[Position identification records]
---
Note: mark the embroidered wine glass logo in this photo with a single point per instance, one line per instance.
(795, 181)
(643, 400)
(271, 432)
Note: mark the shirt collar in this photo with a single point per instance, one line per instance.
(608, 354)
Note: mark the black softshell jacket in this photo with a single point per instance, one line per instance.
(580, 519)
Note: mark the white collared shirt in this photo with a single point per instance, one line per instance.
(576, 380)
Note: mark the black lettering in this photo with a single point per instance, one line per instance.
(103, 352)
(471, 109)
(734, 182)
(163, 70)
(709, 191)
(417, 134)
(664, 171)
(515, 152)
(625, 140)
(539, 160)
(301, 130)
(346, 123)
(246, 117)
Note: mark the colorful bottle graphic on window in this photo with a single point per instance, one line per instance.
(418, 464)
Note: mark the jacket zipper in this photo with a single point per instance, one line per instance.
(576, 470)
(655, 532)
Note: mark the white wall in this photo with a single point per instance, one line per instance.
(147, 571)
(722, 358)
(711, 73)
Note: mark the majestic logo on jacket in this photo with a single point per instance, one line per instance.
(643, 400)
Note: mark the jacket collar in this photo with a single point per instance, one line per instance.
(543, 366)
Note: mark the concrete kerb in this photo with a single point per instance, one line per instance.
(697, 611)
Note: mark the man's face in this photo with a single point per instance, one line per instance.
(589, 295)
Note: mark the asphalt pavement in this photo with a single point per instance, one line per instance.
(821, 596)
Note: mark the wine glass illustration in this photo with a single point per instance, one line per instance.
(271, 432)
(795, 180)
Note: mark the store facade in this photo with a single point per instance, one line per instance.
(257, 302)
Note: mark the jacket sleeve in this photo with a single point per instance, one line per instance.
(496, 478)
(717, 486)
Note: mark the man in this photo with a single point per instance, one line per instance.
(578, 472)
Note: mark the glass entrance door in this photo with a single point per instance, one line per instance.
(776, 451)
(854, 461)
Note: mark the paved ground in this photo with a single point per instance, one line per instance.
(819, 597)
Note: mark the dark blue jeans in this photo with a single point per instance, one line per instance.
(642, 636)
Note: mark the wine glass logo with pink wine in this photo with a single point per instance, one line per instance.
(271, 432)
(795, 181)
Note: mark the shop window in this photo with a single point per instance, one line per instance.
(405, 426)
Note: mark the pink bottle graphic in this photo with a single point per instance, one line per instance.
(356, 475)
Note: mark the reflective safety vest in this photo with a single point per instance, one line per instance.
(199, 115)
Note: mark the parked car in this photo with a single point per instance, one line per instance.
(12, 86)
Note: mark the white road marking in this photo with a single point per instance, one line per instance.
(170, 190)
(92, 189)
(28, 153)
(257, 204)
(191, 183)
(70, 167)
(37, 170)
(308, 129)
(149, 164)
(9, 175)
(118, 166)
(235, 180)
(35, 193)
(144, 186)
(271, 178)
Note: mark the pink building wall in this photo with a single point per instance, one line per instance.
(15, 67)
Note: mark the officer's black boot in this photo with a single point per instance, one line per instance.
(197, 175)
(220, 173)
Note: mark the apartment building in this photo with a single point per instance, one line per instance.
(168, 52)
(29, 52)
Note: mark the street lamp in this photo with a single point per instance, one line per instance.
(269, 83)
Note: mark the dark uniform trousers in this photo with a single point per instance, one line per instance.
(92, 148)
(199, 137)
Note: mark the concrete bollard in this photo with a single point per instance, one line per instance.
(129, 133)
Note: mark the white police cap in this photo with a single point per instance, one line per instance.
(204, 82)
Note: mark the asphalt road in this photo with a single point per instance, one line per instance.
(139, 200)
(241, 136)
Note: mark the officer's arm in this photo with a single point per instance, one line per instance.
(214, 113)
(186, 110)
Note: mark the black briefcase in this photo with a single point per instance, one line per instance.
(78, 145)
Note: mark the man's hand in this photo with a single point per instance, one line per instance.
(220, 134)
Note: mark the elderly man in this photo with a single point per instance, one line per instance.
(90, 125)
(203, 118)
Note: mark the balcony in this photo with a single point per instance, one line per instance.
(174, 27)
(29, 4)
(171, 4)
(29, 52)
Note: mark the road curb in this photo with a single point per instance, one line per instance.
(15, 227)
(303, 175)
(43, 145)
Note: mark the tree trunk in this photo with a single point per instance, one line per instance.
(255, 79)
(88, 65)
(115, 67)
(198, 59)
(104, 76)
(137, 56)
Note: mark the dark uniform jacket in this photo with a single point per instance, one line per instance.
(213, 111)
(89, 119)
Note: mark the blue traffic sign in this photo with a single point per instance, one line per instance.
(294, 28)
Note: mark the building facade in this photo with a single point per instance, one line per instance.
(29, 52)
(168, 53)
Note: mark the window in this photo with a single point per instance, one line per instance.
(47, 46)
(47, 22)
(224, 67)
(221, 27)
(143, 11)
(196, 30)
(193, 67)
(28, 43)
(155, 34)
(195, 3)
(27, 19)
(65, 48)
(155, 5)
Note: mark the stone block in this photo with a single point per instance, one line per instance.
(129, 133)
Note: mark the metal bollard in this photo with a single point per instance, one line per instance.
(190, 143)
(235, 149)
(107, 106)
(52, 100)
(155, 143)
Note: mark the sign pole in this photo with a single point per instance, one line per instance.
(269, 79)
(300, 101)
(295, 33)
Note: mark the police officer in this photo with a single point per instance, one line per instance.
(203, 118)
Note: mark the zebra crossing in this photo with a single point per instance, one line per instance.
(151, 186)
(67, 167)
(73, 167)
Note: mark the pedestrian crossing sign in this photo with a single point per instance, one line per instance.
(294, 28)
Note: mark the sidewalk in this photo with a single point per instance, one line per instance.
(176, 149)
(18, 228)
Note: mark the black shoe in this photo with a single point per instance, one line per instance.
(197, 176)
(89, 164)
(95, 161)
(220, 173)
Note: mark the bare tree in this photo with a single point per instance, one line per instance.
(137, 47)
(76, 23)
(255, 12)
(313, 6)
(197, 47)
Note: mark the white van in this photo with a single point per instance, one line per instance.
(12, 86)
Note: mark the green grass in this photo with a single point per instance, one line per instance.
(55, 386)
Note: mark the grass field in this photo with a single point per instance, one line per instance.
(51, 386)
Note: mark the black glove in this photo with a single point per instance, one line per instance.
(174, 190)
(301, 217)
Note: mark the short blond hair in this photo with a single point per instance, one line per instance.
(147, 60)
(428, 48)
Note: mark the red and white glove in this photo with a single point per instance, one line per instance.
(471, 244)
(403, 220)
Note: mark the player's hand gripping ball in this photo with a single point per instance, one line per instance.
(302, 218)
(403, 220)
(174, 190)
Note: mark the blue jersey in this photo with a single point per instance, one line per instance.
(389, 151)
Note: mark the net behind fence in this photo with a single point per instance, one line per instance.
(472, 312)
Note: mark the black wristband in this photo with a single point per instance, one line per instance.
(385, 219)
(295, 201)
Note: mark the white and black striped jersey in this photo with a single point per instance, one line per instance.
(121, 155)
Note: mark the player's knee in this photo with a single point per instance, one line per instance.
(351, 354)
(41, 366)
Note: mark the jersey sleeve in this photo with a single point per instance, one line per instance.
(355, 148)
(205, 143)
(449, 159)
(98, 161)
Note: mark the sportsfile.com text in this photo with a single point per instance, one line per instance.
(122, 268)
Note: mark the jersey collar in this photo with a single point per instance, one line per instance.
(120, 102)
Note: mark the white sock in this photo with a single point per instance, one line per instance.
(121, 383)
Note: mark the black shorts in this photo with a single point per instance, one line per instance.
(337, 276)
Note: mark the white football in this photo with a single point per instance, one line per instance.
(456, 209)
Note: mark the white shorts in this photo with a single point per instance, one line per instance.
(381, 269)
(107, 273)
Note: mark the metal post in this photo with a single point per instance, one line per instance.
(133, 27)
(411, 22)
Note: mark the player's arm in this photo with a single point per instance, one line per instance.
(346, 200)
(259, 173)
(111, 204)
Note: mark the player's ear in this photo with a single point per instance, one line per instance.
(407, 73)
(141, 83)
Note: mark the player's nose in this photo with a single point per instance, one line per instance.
---
REQUEST:
From the "Note: mark the white and" line to the close of the listing, restate each line word for word.

CORRECT RESULT:
Note: mark the white and black striped jersey in this photo with a single point per instance, one line per instance.
(121, 155)
Note: mark the player's knee in this photo with a single point per instance, one line per instance.
(351, 354)
(41, 366)
Note: mark the jersey sleeve in this photo with a single point per instance, one line per instance.
(355, 148)
(205, 143)
(449, 159)
(98, 161)
Note: mark the sportsfile.com text in this photo with a single point per instance, one line per instance.
(122, 268)
Note: mark the jersey collar in this photo with a single point per instance, one line per instance.
(120, 102)
Note: mark the white sock in this photo with a single point per instance, one line per instance.
(121, 383)
Note: mark the black shorts in this photo with a single point per instance, one line per instance.
(337, 276)
Note: mark the white football in this photo with a single point per instance, one line per instance.
(456, 209)
Note: mark the white shorts in this photo with a single point per instance, one line per instance.
(381, 269)
(107, 273)
Note: mark the metal post in this photo with a single point per instance, one line per instance.
(133, 27)
(411, 22)
Note: mark the player's arm in this photo with a single point per instance, one line per instance.
(346, 200)
(259, 173)
(111, 204)
Note: mark the player's ear in this photo with a single point per instance, one line per instance.
(407, 73)
(141, 83)
Note: mark the player's nose in this photo with a single point per instance, one line per instance.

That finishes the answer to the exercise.